'''

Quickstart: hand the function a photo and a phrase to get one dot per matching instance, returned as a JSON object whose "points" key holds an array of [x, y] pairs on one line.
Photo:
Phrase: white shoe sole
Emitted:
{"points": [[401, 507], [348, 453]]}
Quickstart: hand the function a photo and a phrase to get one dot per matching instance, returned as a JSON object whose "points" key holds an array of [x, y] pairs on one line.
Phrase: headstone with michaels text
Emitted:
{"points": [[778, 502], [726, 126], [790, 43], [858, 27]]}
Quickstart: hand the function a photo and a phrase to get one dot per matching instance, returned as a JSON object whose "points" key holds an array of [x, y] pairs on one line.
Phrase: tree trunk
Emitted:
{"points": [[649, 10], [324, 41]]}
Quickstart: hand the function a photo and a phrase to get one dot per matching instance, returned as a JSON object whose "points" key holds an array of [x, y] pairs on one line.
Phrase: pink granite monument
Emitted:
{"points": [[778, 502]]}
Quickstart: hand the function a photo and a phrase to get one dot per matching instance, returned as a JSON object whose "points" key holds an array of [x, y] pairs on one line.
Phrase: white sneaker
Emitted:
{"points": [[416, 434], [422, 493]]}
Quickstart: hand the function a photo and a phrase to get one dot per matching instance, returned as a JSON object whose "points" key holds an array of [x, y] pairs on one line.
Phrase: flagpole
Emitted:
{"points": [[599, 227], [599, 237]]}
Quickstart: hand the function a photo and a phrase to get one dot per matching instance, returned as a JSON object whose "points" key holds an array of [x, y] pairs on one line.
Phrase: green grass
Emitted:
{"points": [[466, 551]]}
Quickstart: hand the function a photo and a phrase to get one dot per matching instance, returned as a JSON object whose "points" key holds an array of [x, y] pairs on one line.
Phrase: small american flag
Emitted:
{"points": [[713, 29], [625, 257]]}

'''

# GOAL
Recast every line of the items above as a numbered list, omitting any blank lines.

# TASK ANSWER
1. Quickstart: hand the function a photo and a phrase to get one dot per matching instance, returned as a JSON object whose "points" key holds an array of [x, y] pairs on one line.
2. Photo:
3. Phrase: white shoe sole
4. Emitted:
5. {"points": [[401, 507], [348, 453]]}
6. Quickstart: hand the function a photo and a phrase to get one dot per matching instance, returned as a JSON object whose "points" key holds an array of [x, y] pairs on one line.
7. Phrase: headstone with michaels text
8. Emitted:
9. {"points": [[778, 502], [726, 126], [790, 43], [858, 27]]}
10. Quickstart: hand the function a photo and a phrase to get one dot per matching instance, returned as a JSON object whose "points" key holds an array of [x, y] pairs on one line.
11. Phrase: tree trunk
12. Emitted:
13. {"points": [[649, 10], [324, 41]]}
14. Quickstart: hand the function a photo and a phrase to get one dot per matching instance, returned as a JSON object whose "points" key holds an array of [x, y] pairs on one line.
15. Phrase: pink granite monument
16. Emitted:
17. {"points": [[778, 502]]}
18. Quickstart: hand the function a photo and a phrase to get one dot per matching instance, returned as a JSON object whose "points" key holds an array of [x, y] pairs on one line.
19. Phrase: white sneaker
20. Emitted:
21. {"points": [[416, 434], [422, 493]]}
22. Quickstart: hand the function a photo and a phrase to get one dot per matching instance, returned as a JSON object whose "points" key holds an array of [x, y] pairs on one line.
23. Phrase: flagpole
24. Emitted:
25. {"points": [[599, 227], [599, 237]]}
26. Quickstart: hand the function a photo and a phrase to get one dot per matching instance, returned as a JSON object whose "points" key holds an array of [x, y] pairs on one line.
27. Phrase: green grass
28. Emitted:
29. {"points": [[466, 551]]}
30. Quickstart: hand the function a photo and a phrase to get one dot per matching instance, returned as a JSON object whose "points" key holds an array of [x, y] pairs on one line.
31. Phrase: small american flag
32. Emitted:
33. {"points": [[713, 29], [625, 257]]}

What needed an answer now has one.